_WORK ITEM_
Please set down the line that contains "[450,662], drawn from the photo above." and every line below it through the last, exactly as written, with no other lines.

_RECORDS TO USE_
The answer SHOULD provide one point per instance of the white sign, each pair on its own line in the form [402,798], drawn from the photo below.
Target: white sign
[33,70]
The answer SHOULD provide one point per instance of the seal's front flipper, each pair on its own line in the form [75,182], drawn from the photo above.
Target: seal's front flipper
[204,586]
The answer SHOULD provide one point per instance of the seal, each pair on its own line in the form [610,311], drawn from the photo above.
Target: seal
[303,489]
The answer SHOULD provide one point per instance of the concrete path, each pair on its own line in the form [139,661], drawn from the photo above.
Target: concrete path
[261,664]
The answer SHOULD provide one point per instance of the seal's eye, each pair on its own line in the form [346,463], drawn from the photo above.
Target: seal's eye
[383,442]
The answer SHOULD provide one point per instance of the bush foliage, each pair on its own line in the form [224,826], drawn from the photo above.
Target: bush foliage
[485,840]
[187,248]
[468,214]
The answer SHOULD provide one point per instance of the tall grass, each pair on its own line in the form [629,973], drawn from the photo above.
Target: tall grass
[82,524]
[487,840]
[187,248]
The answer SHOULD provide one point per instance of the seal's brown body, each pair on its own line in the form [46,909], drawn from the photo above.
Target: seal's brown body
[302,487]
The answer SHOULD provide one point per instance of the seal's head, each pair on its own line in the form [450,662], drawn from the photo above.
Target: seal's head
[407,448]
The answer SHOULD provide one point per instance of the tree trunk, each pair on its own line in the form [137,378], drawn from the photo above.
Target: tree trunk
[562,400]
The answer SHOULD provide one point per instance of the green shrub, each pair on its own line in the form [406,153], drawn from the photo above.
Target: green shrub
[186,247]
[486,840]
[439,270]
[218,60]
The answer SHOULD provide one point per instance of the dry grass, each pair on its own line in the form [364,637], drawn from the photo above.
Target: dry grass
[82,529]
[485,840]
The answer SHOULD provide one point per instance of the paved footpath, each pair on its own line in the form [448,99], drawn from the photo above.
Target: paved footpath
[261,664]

_SOLUTION TO THIS EXERCISE_
The answer SHOULD provide one point per instance of the seal's head, each pair on its own line in the form [450,662], drawn from the photo above.
Target: seal's head
[407,448]
The answer SHOULD provide one point per instance of the tree trunk, each pair on its own line in the form [137,378], drawn from the photo above.
Target: tree trunk
[562,400]
The answer SHOULD provide one point per instance of the green shrub, each pair on its own line in the form [406,153], drawn from the photo above.
Target: green shrub
[186,247]
[486,840]
[439,270]
[218,60]
The answer SHOULD provide one point per instance of the dry grass, each pair on its own line in the form [364,637], drawn from the photo above.
Target: dry grass
[82,529]
[485,840]
The answer SHOULD provide one point per instance of the paved footpath, each pair on its own line in the form [448,99], drawn from the photo above.
Target: paved footpath
[261,664]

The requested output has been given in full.